EXCERPTED DATA.
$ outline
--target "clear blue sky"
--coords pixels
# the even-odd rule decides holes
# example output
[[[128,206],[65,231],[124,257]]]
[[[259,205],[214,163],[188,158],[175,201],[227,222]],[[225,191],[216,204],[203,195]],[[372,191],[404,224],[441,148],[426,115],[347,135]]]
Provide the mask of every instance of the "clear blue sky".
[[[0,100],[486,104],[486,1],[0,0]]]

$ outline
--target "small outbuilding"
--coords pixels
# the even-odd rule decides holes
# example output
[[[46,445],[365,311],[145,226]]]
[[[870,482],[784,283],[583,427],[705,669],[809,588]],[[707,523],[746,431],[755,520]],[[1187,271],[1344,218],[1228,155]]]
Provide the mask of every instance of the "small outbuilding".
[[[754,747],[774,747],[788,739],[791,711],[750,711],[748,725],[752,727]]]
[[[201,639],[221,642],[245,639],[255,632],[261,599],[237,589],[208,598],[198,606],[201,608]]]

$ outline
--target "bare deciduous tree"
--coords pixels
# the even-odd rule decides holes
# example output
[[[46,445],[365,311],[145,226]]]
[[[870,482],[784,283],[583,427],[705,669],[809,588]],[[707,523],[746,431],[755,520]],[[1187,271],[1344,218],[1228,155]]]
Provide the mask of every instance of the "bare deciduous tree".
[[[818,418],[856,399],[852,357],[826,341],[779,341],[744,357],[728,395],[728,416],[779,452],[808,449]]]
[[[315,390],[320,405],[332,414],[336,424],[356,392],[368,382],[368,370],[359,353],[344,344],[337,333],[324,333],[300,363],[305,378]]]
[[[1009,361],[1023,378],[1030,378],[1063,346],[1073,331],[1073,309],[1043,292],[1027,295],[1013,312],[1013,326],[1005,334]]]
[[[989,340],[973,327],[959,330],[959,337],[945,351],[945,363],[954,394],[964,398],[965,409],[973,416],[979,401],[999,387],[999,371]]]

TO DO.
Reproduce the data verbatim, starting at its first line and continuing up to and including the line that contains "[[[0,100],[486,104],[486,1],[0,0]]]".

WORKED SOLUTION.
$ outline
--target "clear blue sky"
--coords pixels
# the even-odd rule decides holes
# example output
[[[128,206],[65,231],[124,257]]]
[[[259,205],[214,163],[188,158],[175,201],[227,222]],[[225,191],[216,204],[203,195]],[[372,191],[404,224],[441,148],[426,115],[347,135]]]
Provide the mask of every instance of the "clear blue sky".
[[[0,100],[486,104],[486,1],[0,0]]]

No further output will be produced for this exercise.